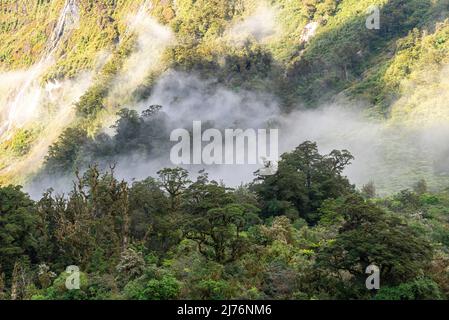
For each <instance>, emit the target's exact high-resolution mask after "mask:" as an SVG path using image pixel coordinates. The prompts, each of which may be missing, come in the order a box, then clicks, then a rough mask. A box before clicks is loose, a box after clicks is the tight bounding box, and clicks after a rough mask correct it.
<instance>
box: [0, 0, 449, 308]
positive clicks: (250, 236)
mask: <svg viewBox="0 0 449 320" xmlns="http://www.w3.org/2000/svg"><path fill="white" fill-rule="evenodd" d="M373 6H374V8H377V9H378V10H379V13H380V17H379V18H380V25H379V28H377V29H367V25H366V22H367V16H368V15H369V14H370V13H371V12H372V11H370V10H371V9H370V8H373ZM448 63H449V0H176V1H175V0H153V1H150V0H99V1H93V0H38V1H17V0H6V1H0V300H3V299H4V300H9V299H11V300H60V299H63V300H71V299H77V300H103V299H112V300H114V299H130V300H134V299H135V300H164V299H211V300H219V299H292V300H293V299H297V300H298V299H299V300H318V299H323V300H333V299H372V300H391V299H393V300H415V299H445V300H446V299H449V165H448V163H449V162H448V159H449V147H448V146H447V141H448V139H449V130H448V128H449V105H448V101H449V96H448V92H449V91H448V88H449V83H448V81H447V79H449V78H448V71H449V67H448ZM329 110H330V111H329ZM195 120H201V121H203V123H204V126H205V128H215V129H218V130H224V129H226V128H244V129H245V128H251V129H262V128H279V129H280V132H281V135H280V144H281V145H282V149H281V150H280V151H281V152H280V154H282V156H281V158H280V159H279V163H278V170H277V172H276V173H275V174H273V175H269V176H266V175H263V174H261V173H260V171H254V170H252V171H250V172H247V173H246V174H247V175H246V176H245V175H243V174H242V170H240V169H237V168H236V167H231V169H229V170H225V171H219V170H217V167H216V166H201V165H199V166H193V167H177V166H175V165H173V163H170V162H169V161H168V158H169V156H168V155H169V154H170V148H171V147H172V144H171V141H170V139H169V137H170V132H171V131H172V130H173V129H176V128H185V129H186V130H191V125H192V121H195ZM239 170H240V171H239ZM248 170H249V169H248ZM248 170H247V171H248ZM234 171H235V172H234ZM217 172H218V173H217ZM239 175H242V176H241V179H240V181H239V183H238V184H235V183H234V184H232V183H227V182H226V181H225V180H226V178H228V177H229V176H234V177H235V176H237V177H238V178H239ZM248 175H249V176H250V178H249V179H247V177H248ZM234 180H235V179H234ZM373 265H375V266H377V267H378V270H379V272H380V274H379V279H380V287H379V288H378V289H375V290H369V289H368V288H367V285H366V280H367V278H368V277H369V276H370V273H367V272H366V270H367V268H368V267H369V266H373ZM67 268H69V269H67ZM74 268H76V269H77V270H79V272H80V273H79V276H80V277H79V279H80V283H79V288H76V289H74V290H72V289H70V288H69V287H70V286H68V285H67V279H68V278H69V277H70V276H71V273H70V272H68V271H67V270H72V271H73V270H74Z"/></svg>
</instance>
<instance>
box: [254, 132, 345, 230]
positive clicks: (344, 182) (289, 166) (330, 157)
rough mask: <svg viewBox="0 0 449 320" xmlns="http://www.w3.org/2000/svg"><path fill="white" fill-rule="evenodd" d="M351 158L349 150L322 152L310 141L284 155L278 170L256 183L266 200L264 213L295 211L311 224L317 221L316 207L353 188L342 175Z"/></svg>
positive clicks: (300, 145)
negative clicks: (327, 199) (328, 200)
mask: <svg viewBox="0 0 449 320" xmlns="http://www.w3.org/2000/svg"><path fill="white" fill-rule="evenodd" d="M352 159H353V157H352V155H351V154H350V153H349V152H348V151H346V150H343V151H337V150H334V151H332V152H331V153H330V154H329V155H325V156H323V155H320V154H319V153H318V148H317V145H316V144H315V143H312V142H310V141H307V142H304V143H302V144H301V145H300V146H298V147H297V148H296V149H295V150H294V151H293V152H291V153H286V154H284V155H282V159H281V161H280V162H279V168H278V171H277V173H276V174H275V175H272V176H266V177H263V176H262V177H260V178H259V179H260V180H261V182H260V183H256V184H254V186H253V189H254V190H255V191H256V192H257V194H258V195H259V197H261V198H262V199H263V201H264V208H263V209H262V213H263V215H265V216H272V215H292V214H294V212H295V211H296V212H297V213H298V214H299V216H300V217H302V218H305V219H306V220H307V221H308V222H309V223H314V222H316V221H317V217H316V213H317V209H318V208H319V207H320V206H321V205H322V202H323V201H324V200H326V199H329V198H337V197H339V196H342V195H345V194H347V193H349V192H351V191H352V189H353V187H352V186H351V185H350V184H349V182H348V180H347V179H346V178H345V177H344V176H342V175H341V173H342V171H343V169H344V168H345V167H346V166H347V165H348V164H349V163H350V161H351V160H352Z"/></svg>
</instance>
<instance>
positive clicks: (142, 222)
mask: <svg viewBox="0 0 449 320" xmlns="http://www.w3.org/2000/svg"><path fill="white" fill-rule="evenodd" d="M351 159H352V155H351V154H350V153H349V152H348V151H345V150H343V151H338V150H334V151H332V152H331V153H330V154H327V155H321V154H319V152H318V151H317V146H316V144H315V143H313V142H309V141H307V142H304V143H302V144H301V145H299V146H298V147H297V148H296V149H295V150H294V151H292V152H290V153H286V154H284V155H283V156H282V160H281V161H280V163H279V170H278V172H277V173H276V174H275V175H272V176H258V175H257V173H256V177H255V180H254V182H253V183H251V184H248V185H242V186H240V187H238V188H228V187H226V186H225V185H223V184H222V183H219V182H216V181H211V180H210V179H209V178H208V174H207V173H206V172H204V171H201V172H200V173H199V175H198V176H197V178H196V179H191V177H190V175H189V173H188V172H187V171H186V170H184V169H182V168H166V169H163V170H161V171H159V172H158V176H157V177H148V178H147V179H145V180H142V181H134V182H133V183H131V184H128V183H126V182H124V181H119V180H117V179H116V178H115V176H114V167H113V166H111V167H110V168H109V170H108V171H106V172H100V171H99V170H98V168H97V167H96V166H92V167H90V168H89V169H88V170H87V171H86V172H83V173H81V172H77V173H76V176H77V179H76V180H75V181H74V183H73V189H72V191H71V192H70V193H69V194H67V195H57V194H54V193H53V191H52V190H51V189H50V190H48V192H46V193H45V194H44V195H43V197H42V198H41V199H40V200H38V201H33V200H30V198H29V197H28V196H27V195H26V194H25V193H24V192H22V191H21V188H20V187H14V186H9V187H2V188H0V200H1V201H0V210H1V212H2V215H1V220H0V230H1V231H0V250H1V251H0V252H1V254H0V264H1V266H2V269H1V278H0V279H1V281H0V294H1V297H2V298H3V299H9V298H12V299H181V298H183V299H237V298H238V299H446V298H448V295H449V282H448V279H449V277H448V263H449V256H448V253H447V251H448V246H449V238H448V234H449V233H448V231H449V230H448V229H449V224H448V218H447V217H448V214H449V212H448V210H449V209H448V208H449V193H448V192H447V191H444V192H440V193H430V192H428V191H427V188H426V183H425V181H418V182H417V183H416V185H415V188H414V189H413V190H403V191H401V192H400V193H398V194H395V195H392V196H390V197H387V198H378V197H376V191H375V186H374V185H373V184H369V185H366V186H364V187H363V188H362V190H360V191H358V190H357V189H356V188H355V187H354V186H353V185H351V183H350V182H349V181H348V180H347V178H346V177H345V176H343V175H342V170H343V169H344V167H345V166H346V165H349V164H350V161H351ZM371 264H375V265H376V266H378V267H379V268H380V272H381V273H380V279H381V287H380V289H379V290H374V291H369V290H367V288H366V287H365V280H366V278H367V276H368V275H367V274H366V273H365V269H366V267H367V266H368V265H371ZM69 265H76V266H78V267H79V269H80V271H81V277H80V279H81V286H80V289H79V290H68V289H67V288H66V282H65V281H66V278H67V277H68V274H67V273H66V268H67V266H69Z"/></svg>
━━━━
§ **EXERCISE**: Put the material above, from its start up to and including the line with "box: [0, 0, 449, 308]", into a Markdown table with the columns Row and Line, numbering each line and skipping blank lines. Leave the pictures out.

§ **ANSWER**:
| Row | Line |
|---|---|
| 1 | For each <instance>, emit the target's exact high-resolution mask after "mask:" as an SVG path using image pixel coordinates. The prompts, each of which may be missing, come in the order a box, then clicks, then a rough mask. A box before clicks is loose, a box after clicks is the tight bounding box, and clicks after a rough mask correct it. |
| 2 | <instance> |
| 3 | box: [0, 0, 449, 308] |